__EXERCISE MATERIALS__:
────────────────

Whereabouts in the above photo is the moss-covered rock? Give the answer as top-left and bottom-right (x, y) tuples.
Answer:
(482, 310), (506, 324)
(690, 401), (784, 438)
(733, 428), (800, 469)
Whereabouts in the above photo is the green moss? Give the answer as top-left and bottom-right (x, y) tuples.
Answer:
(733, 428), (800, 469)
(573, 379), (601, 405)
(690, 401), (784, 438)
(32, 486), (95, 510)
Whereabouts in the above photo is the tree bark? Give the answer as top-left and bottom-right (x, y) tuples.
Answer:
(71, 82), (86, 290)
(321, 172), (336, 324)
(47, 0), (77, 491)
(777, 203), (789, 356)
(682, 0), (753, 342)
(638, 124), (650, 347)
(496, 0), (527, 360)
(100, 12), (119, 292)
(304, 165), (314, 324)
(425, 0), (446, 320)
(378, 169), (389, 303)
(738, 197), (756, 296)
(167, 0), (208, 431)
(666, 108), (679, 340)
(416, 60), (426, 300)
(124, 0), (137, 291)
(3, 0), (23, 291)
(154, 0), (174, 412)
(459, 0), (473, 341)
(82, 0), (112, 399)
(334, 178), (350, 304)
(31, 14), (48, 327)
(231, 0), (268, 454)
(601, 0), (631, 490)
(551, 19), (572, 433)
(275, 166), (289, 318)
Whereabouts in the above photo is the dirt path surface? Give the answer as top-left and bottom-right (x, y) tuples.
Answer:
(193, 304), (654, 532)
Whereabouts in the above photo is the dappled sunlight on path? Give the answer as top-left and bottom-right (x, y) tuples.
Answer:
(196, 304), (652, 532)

────────────────

__INSTRUCTIONS TO FOLLOW__: In the listing above, count every line that holds "right". Give only the number.

__EXPECTED ANSWER__: 5